Requirement a – Return every line of the records below that contains the word "overhead".

Reading passage –
────────────────────
At the heart of the new machine is an updated version of Kawasaki’s venerable 649 cm3 water-cooled, parallel twin engine used in both the current Z650 and Ninja 650 models. With a justifiable reputation for durability and performance, the assist and slipper clutch equipped engine unit has also formed the basis of machines raced to success at the gruelling Isle of Man TT races. Tuned in the case of the Z650RS for low and mid rev response, plus characteristic invigorating high rev performance, the engine is rated at 68 PS (50.2 kW) and will also be available from Kawasaki dealers with a 35kw power down kit fitted creating an A2 compliant machine.

In terms of the chassis, the frame is a tubular trellis type construction providing both lightness and agile response to aid reassuring handling capabilities. Its narrow aspect also allows riders to easily reach the ground at a standstill and manoeuvre the bike on the move with equal ease. The seat height for European models will be 820mm with a low seat accessory option at 800mm.

Focusing on suspension, the front duties are undertaken by ø41mm conventional forks with Kawasaki’s highly rated horizontal link rear suspension acting on a shock that is adjustable for pre-load. Braking is care of dual twin piston front calipers acting on retro-style 300mm round disc rotors instead of Kawasaki’s customary petal style rotors while at the rear a single piston brake acts on a 200mm rotor all assisted by Bosch advanced ABS.

Specification is one thing but the styling of the Z650RS is whole new ball game. Evoking myriad memories of the Z650-B1, the paint and pinstripes are a faithful reproduction of the green version of the earlier machine while the iconic “duck tail” cowling behind the seat and faithfully crafted side panels also play homage to the 1977 machine. Even the seat and its stitching pattern reveal a familiar fastidious attention to detail attention by Kawasaki stylists.

A round, LED headlamp lights the way while the dual analogue style “artillery shell” shaped meters include a digital centre panel for rider information. The adoption of gold multi-spoke type wheels is truly the “icing on the cake” while further embellishment is possible via a range of Kawasaki Genuine Accessories. Without doubt the new Z650RS will ensure that 2022 is the year of “Retrovolution”.
────────────────────
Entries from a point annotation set
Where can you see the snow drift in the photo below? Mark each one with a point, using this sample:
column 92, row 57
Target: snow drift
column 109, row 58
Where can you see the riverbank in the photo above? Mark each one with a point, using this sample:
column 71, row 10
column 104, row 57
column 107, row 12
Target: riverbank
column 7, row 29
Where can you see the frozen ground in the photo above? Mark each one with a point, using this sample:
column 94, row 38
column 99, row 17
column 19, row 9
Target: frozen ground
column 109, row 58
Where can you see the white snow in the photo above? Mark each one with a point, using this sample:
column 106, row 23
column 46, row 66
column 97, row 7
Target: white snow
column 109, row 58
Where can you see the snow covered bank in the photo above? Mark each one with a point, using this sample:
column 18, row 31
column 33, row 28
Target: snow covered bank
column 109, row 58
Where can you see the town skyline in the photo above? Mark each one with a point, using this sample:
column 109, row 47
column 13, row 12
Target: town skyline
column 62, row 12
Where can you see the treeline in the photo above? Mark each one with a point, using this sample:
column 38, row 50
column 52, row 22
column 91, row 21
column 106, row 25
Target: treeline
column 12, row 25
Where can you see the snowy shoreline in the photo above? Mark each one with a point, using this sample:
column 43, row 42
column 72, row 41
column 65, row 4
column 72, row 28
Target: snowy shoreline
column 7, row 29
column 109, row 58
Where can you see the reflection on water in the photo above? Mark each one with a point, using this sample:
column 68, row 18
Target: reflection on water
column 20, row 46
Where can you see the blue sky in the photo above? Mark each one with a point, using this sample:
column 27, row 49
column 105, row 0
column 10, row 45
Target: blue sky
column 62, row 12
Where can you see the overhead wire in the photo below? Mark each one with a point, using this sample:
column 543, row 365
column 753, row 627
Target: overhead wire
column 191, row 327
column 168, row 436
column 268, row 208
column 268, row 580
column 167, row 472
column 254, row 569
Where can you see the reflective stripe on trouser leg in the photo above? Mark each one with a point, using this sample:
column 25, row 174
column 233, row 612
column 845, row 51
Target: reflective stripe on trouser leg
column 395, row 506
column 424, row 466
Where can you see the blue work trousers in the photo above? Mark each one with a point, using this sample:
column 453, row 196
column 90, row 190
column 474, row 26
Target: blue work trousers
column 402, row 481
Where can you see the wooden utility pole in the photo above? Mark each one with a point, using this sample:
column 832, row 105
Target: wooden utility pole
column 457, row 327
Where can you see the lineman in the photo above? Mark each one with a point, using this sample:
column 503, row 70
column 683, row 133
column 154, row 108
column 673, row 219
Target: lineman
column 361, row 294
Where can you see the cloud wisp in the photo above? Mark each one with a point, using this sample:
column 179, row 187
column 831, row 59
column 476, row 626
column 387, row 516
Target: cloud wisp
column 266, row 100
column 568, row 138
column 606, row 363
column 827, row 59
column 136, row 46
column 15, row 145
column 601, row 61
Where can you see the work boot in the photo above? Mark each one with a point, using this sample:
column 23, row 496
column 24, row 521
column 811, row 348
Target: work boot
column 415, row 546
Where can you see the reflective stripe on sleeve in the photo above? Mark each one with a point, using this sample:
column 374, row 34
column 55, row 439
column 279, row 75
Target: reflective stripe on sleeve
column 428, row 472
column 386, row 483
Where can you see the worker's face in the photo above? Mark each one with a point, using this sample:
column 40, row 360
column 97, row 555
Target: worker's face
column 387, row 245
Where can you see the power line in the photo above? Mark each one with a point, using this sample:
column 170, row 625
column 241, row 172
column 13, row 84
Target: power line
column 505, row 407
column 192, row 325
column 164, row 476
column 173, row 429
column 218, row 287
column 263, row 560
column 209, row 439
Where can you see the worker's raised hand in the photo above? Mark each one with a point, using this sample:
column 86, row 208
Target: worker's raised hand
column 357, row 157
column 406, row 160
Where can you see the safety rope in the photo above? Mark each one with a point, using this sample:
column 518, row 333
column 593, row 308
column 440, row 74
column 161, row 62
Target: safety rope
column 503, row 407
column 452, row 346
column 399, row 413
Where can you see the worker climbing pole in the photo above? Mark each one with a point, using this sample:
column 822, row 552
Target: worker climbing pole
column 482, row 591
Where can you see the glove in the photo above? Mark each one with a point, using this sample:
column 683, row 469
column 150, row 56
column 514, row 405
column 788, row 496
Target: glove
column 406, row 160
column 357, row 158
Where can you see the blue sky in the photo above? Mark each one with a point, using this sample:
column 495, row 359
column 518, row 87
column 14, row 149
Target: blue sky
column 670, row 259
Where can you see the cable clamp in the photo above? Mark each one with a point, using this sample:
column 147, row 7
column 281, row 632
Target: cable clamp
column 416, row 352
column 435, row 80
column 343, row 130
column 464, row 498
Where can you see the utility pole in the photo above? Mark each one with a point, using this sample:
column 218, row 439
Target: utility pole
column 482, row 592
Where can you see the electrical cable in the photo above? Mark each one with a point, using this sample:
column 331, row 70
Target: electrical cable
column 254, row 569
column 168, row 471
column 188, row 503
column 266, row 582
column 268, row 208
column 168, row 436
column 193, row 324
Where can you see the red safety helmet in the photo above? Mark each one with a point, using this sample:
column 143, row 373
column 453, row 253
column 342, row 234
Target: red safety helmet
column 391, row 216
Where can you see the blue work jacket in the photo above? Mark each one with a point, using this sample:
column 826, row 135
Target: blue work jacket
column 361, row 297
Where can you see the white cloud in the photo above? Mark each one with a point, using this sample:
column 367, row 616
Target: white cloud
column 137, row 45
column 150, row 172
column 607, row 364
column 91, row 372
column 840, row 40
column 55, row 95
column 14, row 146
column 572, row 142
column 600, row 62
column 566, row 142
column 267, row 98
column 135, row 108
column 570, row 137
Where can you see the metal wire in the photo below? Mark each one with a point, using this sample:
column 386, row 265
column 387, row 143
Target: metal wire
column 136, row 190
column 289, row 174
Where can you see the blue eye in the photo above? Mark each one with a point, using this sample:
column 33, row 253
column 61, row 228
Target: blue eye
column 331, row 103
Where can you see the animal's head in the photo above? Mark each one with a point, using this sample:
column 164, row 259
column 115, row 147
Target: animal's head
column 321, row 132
────────────────────
Requirement b – Print the whole Z650RS passage above, unchanged.

Full answer a –
Where can you see the overhead wire in the photo below? Mark each one with a point, using this sample:
Target: overhead wire

Full answer b –
At the heart of the new machine is an updated version of Kawasaki’s venerable 649 cm3 water-cooled, parallel twin engine used in both the current Z650 and Ninja 650 models. With a justifiable reputation for durability and performance, the assist and slipper clutch equipped engine unit has also formed the basis of machines raced to success at the gruelling Isle of Man TT races. Tuned in the case of the Z650RS for low and mid rev response, plus characteristic invigorating high rev performance, the engine is rated at 68 PS (50.2 kW) and will also be available from Kawasaki dealers with a 35kw power down kit fitted creating an A2 compliant machine.

In terms of the chassis, the frame is a tubular trellis type construction providing both lightness and agile response to aid reassuring handling capabilities. Its narrow aspect also allows riders to easily reach the ground at a standstill and manoeuvre the bike on the move with equal ease. The seat height for European models will be 820mm with a low seat accessory option at 800mm.

Focusing on suspension, the front duties are undertaken by ø41mm conventional forks with Kawasaki’s highly rated horizontal link rear suspension acting on a shock that is adjustable for pre-load. Braking is care of dual twin piston front calipers acting on retro-style 300mm round disc rotors instead of Kawasaki’s customary petal style rotors while at the rear a single piston brake acts on a 200mm rotor all assisted by Bosch advanced ABS.

Specification is one thing but the styling of the Z650RS is whole new ball game. Evoking myriad memories of the Z650-B1, the paint and pinstripes are a faithful reproduction of the green version of the earlier machine while the iconic “duck tail” cowling behind the seat and faithfully crafted side panels also play homage to the 1977 machine. Even the seat and its stitching pattern reveal a familiar fastidious attention to detail attention by Kawasaki stylists.

A round, LED headlamp lights the way while the dual analogue style “artillery shell” shaped meters include a digital centre panel for rider information. The adoption of gold multi-spoke type wheels is truly the “icing on the cake” while further embellishment is possible via a range of Kawasaki Genuine Accessories. Without doubt the new Z650RS will ensure that 2022 is the year of “Retrovolution”.